Task to carry out – From the items below, pull out each line that contains the word "wall".

Raw data –
-------

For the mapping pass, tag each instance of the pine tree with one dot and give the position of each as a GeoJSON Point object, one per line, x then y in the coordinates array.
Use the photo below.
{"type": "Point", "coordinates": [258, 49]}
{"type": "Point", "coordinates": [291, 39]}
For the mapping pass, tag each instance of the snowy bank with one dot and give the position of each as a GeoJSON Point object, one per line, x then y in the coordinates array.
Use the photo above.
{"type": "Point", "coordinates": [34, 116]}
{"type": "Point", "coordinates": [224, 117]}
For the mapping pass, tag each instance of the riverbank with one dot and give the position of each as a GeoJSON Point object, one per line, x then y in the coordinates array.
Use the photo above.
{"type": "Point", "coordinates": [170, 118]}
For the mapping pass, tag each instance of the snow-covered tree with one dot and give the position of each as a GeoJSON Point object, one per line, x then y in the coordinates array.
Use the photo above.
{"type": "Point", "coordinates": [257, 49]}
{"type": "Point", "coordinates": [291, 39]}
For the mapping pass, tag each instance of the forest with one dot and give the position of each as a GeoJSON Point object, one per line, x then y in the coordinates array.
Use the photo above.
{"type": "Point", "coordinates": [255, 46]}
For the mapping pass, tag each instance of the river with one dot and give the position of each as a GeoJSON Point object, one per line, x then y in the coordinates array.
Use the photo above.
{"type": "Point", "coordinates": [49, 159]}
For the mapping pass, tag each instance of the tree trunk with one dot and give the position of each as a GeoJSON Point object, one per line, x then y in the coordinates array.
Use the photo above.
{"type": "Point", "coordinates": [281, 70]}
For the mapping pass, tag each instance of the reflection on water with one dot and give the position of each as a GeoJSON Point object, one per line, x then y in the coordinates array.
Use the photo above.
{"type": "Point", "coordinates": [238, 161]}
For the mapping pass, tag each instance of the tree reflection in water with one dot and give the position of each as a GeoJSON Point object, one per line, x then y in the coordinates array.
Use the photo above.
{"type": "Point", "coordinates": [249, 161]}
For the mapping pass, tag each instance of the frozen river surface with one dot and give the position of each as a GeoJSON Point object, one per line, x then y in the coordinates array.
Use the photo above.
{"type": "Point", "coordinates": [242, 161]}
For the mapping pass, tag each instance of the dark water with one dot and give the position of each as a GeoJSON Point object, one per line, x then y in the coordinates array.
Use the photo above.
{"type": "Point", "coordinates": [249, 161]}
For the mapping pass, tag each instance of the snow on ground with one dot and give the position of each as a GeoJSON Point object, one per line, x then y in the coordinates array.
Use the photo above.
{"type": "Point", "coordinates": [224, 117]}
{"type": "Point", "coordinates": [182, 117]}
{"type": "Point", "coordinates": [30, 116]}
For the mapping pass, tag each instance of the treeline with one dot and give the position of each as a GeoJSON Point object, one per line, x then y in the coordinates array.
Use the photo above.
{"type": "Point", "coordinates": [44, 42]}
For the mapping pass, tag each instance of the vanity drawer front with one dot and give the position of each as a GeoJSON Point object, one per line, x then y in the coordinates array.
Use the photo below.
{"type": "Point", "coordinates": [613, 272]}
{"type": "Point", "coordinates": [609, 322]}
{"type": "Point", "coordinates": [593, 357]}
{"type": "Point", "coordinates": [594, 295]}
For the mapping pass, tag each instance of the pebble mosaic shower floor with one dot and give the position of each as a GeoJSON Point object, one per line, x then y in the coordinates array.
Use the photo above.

-------

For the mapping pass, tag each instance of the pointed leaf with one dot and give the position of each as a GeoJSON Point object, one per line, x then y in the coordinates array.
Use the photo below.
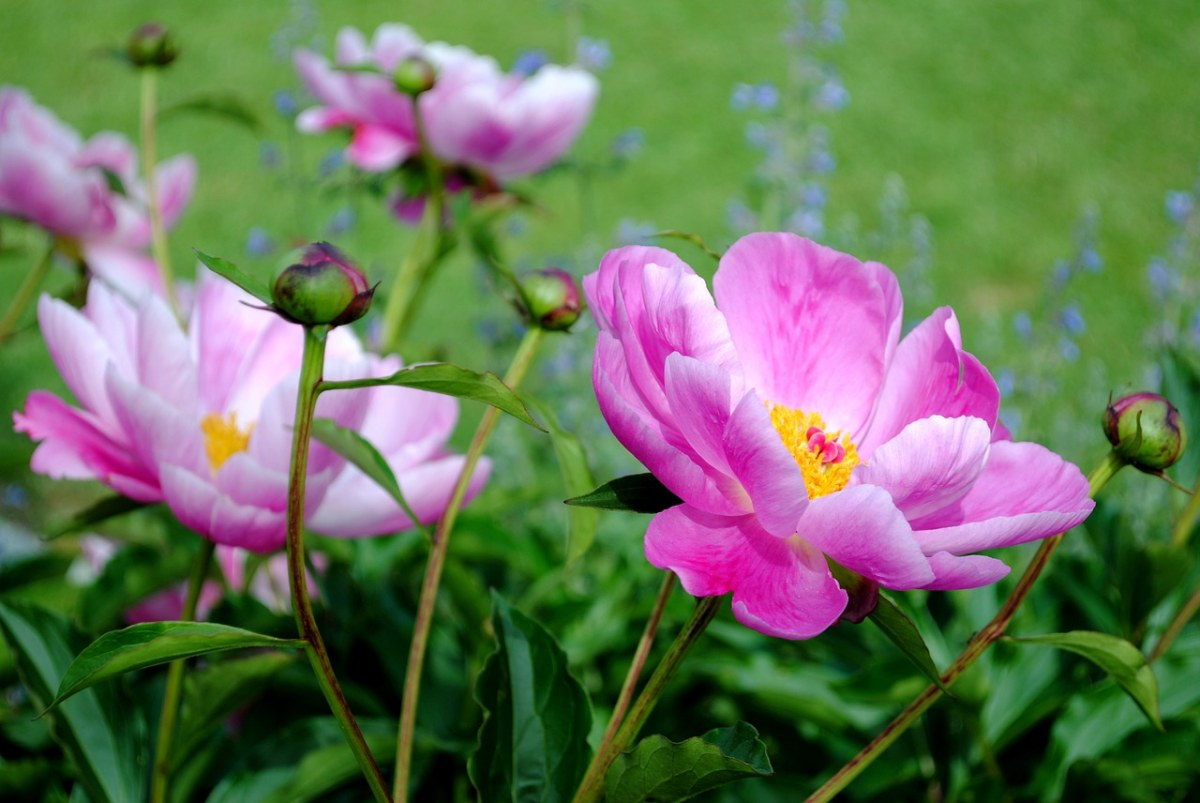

-------

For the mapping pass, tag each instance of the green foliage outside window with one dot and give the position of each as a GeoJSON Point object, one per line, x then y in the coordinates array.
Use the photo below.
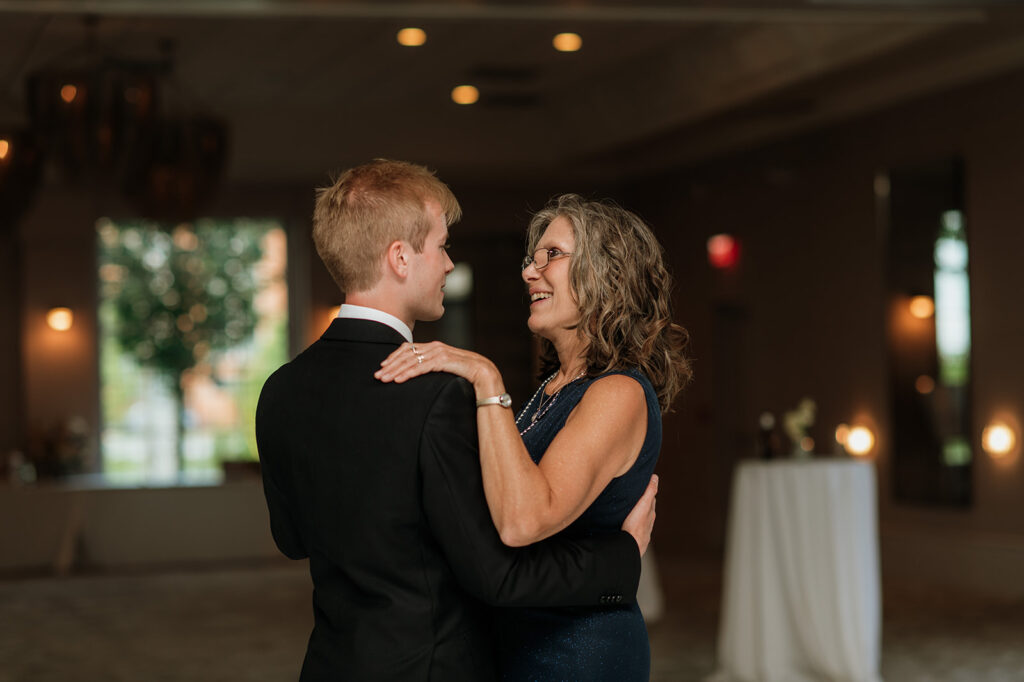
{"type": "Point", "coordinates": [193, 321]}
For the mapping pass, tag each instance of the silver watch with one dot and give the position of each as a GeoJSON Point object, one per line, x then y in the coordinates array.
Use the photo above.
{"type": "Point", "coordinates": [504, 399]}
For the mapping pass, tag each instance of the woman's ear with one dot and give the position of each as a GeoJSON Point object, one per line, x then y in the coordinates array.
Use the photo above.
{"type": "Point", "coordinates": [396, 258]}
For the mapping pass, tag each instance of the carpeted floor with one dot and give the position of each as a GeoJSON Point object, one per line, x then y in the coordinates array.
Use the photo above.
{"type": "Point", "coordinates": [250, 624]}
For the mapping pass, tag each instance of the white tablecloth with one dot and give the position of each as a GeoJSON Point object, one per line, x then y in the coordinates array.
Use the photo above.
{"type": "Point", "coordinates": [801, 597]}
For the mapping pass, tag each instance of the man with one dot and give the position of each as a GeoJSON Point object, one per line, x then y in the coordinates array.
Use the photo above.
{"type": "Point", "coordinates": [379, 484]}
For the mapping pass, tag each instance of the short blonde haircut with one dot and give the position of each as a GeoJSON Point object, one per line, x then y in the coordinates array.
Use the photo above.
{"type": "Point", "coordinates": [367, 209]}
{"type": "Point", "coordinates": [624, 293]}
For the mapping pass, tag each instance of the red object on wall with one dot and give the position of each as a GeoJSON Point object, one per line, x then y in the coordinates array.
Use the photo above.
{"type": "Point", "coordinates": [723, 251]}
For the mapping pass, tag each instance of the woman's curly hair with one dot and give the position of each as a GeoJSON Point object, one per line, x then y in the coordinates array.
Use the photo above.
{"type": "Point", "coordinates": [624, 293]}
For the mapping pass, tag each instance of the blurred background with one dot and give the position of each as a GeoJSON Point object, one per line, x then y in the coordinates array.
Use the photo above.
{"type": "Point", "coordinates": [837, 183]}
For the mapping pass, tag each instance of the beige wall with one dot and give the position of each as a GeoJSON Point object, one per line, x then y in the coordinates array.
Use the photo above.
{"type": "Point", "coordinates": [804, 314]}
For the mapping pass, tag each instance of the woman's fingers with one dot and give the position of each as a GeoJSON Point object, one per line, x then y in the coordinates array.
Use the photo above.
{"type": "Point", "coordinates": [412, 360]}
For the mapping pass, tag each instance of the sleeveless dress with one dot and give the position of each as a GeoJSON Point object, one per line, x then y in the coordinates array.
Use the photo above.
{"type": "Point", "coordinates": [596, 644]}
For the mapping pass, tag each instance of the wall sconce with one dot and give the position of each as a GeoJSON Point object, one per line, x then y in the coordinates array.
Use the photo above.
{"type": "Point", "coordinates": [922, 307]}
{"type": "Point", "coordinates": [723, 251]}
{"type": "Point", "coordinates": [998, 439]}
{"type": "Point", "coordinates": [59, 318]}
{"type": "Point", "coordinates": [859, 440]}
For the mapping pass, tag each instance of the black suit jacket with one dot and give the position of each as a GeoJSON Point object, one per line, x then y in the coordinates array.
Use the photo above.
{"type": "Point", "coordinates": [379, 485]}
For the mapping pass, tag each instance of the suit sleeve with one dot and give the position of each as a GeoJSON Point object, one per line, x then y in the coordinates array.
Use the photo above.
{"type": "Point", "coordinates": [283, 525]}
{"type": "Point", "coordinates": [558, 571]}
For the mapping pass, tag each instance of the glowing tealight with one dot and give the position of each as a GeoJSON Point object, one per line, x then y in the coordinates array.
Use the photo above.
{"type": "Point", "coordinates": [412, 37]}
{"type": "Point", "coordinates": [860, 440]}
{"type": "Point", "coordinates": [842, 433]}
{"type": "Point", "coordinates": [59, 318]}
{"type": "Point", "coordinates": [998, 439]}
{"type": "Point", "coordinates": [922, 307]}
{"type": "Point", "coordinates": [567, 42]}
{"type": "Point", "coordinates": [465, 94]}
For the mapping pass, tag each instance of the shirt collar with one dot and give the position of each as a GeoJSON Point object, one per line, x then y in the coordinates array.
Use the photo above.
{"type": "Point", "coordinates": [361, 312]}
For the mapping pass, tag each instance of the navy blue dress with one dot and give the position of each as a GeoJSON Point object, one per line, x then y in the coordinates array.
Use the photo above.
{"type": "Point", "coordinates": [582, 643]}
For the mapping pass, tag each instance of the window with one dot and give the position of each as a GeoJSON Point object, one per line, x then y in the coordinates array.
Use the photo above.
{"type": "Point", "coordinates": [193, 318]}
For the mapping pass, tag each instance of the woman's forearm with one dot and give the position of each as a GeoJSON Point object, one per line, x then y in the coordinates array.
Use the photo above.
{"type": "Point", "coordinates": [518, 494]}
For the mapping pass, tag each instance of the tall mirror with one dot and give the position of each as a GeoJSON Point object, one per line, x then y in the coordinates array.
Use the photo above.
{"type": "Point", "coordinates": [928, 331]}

-------

Result –
For the mapping pass, tag each instance of the red object on wall with one dot and give the position of each as a GeoJSON Point object, one per line, x then y in the coordinates array.
For the mapping pass, tag each instance of the beige wall with one dot and give the position of each as a GeoJSON Point object, one per line, x then y in the coordinates array.
For the mapping pass, tag each instance of the wall sconce with one dot and give the position of each as a GeoJSON Point object, one per line, x then y in the coordinates array.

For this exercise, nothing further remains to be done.